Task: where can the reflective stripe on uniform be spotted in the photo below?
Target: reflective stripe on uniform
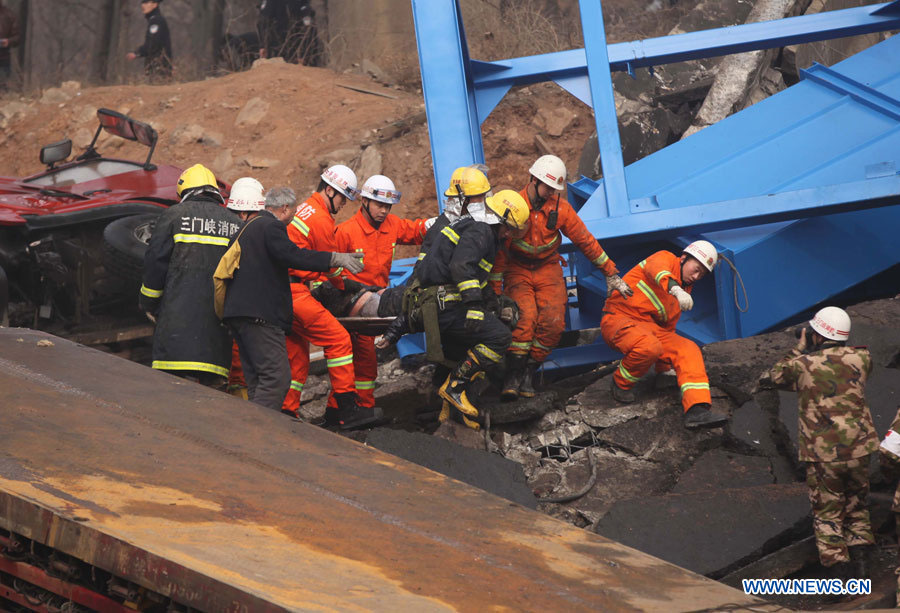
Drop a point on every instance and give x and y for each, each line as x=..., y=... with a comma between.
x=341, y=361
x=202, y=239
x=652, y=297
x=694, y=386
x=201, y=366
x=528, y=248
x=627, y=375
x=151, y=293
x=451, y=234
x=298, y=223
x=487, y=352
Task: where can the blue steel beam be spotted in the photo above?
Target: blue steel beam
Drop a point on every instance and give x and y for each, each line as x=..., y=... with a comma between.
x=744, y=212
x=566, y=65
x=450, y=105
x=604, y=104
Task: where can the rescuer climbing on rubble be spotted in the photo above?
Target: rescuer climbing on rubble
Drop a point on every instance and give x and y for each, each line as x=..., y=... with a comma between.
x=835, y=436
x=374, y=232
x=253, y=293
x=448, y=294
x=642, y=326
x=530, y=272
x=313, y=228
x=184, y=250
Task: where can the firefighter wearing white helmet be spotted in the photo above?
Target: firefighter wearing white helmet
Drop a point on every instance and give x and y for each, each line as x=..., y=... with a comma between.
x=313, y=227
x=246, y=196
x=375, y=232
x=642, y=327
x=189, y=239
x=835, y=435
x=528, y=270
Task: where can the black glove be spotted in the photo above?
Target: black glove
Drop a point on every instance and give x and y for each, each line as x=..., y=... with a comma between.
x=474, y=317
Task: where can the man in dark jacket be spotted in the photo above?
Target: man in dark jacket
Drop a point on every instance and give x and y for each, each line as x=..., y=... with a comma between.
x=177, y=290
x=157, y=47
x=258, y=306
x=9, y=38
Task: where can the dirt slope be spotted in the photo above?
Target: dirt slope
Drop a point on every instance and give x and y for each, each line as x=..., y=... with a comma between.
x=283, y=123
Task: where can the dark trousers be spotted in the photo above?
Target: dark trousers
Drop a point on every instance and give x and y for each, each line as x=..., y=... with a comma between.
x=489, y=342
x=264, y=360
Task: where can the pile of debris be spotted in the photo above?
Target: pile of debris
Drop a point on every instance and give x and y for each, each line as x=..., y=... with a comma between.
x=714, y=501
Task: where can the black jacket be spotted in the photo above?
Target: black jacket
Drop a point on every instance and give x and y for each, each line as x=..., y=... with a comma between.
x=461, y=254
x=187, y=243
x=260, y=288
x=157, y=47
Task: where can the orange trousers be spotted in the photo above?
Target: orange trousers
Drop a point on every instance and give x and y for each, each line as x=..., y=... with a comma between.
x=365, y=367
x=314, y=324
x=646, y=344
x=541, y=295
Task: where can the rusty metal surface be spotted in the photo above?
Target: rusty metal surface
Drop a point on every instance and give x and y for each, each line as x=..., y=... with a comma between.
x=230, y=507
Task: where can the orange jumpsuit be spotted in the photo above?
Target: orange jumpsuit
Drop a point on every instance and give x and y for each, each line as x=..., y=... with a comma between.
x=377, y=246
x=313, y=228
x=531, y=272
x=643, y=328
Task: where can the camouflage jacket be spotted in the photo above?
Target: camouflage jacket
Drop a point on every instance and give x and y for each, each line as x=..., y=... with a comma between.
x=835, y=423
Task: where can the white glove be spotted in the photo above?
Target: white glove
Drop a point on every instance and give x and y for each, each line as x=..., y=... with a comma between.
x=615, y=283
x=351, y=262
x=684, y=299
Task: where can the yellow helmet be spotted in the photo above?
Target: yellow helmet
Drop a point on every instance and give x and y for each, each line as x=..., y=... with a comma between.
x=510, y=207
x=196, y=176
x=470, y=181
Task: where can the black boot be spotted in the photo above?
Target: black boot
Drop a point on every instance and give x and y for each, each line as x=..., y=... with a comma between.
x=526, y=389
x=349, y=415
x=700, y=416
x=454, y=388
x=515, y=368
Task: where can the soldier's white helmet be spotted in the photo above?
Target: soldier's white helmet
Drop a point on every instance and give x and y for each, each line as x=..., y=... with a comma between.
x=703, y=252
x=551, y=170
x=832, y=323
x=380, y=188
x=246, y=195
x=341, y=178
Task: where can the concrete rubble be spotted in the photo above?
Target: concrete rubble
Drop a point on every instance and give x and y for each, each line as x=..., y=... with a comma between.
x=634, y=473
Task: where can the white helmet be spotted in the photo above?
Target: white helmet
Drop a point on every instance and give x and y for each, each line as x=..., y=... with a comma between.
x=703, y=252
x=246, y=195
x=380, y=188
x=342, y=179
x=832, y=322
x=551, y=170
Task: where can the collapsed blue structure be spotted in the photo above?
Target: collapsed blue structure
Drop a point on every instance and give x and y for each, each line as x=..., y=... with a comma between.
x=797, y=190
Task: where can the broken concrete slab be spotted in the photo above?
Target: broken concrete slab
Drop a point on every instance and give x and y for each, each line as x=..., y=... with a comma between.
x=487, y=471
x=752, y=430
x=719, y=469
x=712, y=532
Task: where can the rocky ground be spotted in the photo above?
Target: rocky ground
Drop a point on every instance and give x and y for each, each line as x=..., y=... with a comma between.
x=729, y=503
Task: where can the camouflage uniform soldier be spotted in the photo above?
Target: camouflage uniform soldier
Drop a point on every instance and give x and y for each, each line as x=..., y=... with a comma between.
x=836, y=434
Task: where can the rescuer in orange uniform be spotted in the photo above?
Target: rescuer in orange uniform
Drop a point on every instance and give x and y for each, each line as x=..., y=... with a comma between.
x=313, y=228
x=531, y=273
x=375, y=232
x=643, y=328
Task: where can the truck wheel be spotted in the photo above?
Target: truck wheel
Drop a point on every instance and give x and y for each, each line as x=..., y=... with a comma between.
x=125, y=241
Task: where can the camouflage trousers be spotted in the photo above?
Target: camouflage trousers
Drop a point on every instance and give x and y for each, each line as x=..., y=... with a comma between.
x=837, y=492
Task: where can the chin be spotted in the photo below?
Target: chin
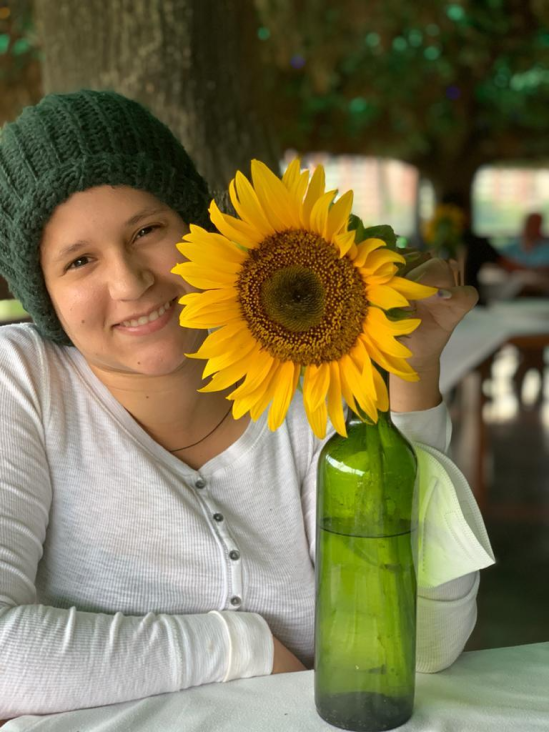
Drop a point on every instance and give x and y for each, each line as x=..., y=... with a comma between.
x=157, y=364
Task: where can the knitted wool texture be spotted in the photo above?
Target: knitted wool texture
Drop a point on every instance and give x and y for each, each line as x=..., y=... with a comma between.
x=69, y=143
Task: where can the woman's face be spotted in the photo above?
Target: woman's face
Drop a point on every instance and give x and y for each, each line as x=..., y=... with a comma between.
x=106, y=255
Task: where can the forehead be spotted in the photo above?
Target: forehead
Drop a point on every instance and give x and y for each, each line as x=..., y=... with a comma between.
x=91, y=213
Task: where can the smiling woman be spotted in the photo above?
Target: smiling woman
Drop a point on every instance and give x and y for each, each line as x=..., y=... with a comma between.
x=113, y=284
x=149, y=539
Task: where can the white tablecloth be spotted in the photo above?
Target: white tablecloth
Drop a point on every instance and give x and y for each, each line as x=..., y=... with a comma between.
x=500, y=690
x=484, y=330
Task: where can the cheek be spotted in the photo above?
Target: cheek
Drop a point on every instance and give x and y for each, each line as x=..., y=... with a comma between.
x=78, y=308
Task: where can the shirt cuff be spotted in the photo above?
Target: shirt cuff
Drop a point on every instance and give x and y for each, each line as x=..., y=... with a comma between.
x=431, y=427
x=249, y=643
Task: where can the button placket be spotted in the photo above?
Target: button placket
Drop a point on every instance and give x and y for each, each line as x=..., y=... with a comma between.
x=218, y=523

__________

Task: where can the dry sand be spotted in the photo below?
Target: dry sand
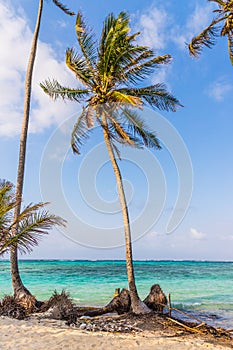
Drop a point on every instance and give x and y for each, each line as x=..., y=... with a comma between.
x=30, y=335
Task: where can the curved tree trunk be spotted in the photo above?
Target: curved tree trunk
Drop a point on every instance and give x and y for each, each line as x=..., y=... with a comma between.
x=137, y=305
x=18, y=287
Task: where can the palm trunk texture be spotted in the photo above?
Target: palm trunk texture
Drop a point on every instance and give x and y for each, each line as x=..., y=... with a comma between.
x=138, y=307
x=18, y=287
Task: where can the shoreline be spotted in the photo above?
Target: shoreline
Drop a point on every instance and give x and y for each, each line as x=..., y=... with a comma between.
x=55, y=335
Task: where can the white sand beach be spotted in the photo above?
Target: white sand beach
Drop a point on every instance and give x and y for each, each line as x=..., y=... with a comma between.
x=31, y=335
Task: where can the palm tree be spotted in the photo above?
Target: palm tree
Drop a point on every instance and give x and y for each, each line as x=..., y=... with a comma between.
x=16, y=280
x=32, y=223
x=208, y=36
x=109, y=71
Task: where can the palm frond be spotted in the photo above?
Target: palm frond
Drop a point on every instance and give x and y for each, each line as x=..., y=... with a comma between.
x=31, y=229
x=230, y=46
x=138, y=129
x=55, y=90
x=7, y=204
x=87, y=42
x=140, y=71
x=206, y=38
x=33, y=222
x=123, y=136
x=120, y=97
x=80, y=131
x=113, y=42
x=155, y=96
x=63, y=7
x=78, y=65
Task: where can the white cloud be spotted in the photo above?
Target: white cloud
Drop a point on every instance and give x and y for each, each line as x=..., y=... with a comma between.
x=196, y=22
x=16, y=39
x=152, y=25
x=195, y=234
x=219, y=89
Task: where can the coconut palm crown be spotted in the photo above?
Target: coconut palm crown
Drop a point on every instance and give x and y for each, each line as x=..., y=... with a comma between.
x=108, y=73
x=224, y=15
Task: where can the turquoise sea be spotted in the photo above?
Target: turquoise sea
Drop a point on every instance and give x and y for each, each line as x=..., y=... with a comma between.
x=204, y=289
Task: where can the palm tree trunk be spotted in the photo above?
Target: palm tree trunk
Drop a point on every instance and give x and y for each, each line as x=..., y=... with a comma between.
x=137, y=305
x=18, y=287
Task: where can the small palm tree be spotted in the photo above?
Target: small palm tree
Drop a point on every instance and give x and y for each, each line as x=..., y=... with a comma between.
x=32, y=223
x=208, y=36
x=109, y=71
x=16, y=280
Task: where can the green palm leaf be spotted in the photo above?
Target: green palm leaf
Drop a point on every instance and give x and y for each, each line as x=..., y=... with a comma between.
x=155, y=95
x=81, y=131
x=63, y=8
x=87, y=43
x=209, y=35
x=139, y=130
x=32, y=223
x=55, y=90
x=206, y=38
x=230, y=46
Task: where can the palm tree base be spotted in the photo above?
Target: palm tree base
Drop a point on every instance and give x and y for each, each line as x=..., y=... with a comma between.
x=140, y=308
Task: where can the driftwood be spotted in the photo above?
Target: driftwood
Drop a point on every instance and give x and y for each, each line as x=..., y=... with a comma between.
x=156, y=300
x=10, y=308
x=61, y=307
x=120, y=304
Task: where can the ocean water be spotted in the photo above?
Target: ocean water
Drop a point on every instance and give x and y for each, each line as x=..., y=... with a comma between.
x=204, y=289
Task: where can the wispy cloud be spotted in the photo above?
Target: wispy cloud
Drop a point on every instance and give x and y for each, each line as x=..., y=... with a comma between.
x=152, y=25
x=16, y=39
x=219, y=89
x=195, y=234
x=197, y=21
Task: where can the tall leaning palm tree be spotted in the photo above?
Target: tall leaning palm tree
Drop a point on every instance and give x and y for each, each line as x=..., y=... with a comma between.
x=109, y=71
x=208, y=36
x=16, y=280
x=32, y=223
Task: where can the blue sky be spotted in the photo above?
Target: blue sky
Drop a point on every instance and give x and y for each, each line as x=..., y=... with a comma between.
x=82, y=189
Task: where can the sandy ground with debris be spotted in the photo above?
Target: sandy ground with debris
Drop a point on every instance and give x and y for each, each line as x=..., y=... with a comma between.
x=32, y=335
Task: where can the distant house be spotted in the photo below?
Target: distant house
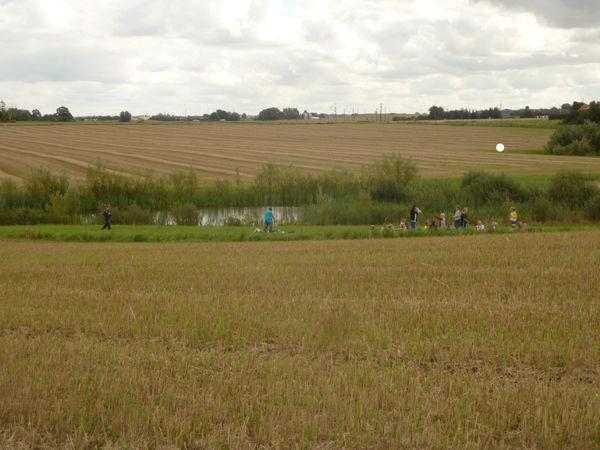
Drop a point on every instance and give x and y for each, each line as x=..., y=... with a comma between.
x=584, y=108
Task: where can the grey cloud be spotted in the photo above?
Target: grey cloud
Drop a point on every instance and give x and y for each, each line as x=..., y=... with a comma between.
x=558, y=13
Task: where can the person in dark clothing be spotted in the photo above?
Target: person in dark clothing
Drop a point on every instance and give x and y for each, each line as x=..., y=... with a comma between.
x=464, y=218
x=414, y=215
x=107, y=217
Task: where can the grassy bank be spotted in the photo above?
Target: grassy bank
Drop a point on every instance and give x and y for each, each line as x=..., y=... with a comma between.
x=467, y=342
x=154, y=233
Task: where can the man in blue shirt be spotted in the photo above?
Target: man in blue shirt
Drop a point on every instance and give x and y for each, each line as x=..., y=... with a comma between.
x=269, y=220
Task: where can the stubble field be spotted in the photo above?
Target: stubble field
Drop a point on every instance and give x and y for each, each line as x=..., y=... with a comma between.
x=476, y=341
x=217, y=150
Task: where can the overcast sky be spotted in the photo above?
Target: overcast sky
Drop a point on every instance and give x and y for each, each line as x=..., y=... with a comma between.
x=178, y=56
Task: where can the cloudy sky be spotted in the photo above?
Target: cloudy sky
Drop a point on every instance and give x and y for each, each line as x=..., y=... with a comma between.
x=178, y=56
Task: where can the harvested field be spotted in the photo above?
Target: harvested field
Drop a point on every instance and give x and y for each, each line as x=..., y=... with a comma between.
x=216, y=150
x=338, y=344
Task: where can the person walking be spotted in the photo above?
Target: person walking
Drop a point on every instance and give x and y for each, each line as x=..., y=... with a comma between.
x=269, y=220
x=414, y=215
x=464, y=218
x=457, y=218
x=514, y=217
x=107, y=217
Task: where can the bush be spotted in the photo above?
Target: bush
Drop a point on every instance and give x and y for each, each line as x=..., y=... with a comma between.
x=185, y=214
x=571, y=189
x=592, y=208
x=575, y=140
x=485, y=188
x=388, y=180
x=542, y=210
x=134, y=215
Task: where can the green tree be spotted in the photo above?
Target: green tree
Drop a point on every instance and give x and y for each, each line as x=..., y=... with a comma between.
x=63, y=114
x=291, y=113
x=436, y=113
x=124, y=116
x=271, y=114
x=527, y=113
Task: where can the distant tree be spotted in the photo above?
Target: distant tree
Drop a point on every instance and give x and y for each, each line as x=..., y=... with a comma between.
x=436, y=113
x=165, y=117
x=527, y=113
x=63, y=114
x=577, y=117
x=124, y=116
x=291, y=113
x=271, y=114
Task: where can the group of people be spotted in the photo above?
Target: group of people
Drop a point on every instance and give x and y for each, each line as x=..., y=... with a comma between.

__________

Set down exactly the lines of the data above, beginning with the line that has "Target: rusty metal surface" and ending with the line that has "Target: white glove", and no others.

- [YOUR RESPONSE]:
Target: rusty metal surface
Drop a point on every instance and give x and y for each, each line as x=..., y=... with a comma between.
x=230, y=507
Task: where can the orange jumpsuit be spotted in the photo above?
Target: orange jumpsuit
Drop a point on every instance and give x and y for each, each line as x=..., y=... with a comma between.
x=377, y=246
x=313, y=228
x=531, y=272
x=643, y=328
Task: where can the camouflage jacket be spotted in the photo above?
Target: camouflage jacket
Drop a point on every instance and give x and y for each, each line as x=..., y=... with a comma between.
x=835, y=423
Task: where can the white glove be spotted in the photo above?
Target: white glove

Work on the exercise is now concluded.